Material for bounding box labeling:
-- Start --

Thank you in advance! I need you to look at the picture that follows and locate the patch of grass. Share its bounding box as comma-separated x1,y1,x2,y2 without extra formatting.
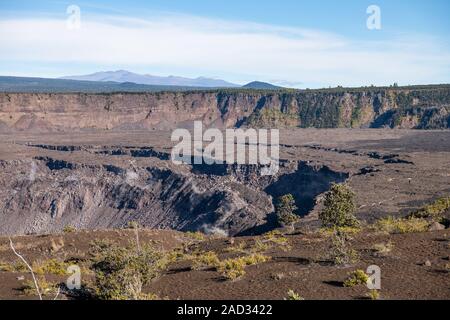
32,259,69,276
250,239,273,253
224,241,247,253
319,226,362,236
373,241,394,256
284,289,305,301
20,277,59,296
376,217,429,233
217,253,271,281
344,269,369,288
217,258,246,281
63,225,77,233
191,251,220,270
276,193,300,226
185,231,206,241
270,272,286,281
0,261,16,272
126,221,140,230
263,230,292,251
410,197,450,219
367,290,380,300
328,230,359,265
0,261,28,272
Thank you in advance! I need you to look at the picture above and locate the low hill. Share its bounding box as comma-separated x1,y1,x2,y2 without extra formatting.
242,81,284,90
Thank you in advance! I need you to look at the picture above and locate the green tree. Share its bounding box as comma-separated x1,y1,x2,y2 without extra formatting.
319,183,359,228
276,194,299,226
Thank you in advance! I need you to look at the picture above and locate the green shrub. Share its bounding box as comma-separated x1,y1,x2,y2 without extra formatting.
91,242,169,300
217,258,246,280
32,259,69,276
285,289,305,301
20,277,59,296
410,197,450,219
344,269,369,287
217,253,270,280
191,251,220,270
126,220,140,230
367,290,380,300
185,231,205,241
319,184,359,228
373,241,394,256
63,225,77,233
276,194,299,226
329,231,358,265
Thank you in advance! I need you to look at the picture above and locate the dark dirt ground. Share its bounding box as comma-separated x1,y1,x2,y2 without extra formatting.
0,129,450,300
0,229,450,300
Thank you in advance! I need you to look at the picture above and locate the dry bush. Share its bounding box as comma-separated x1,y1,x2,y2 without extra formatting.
190,251,220,270
32,259,69,276
328,230,359,265
376,217,429,233
20,276,59,296
344,269,369,288
285,289,305,301
373,241,394,257
217,253,271,280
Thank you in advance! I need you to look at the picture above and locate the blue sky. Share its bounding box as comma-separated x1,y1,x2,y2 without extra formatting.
0,0,450,88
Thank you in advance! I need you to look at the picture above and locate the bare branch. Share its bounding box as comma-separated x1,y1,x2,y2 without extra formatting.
9,237,42,300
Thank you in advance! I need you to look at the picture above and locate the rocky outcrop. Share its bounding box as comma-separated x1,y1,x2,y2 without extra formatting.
0,145,348,235
0,85,450,131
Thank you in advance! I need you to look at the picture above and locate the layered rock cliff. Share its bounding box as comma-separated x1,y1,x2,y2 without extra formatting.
0,85,450,131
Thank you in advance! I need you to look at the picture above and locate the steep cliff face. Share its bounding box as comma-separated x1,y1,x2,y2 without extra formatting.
0,86,450,131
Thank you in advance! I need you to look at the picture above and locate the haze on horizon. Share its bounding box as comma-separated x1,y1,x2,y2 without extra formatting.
0,0,450,88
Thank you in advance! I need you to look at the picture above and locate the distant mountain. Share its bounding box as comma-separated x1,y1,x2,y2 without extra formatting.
0,76,213,93
242,81,283,90
60,70,243,88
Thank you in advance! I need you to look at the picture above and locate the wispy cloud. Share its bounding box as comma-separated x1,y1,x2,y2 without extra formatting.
0,14,450,85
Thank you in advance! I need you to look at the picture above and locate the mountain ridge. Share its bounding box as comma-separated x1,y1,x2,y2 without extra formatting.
62,70,240,88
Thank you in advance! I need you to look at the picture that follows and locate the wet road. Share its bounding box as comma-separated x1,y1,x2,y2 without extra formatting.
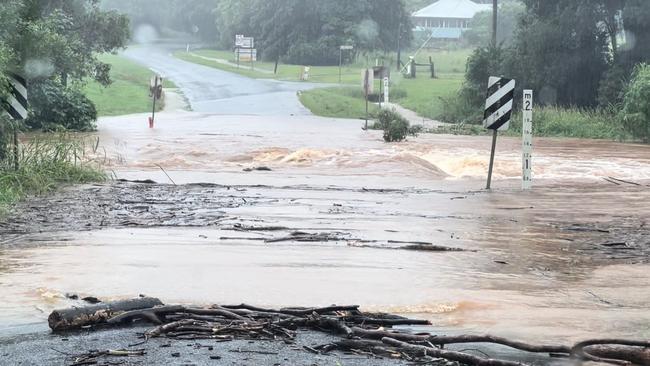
0,43,650,358
124,45,314,116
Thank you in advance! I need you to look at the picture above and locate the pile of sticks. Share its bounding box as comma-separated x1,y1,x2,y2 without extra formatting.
50,298,650,366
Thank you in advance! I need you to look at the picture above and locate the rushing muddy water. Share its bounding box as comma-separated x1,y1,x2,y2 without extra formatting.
0,109,650,341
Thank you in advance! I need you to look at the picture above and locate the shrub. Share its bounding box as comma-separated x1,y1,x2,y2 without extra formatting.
621,64,650,142
372,109,412,142
0,134,106,210
25,80,97,131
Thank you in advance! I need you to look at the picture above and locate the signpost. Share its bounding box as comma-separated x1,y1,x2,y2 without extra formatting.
483,76,516,189
384,76,390,103
149,75,163,128
339,45,354,84
235,34,257,70
361,69,374,130
521,90,533,190
2,74,28,170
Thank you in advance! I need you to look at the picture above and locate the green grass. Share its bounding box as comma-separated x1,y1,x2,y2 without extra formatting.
174,49,472,119
84,54,176,116
174,50,361,84
0,135,106,214
511,106,632,141
391,74,463,119
429,107,634,141
300,87,378,119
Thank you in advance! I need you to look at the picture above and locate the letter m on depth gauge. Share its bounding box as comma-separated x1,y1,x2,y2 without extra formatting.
483,76,515,131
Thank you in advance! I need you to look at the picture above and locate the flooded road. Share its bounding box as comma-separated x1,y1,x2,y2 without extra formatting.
0,108,650,341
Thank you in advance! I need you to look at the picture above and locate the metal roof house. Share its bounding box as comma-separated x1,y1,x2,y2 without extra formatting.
412,0,492,39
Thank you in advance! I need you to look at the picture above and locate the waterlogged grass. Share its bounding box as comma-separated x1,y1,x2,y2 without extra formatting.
300,87,378,119
511,107,632,141
0,135,106,214
84,54,176,116
391,74,463,119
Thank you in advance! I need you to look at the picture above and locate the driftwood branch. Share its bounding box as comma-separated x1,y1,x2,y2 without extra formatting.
381,337,526,366
49,298,650,366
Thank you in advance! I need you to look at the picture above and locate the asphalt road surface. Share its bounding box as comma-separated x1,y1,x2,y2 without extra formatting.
124,44,316,116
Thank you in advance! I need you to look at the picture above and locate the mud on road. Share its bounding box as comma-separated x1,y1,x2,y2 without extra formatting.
0,179,650,342
0,181,650,263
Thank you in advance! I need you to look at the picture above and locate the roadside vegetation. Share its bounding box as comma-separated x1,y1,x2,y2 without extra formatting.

-- End --

THE REQUEST: Could you format the material from its first line through the line containing "276,193,300,226" as a Markdown table with the columns Row and Line, numbering each line and skipping blank ones? Leave any pictures out of the table.

TASK OUTPUT:
| Row | Line |
|---|---|
| 1 | Thank you in advance! I need you to look at the picture that follows and locate the patch of grass. Share its bounding box as comma-separated x1,y1,x2,y2 without extra formatting. |
| 2 | 32,259,69,276 |
| 3 | 250,239,273,253 |
| 4 | 224,241,247,253 |
| 5 | 319,226,362,236 |
| 6 | 373,241,394,256 |
| 7 | 284,289,305,301 |
| 8 | 20,277,59,296 |
| 9 | 376,217,429,233 |
| 10 | 217,253,271,281 |
| 11 | 344,269,369,288 |
| 12 | 217,258,246,281 |
| 13 | 63,225,77,233 |
| 14 | 191,251,220,270 |
| 15 | 276,193,300,226 |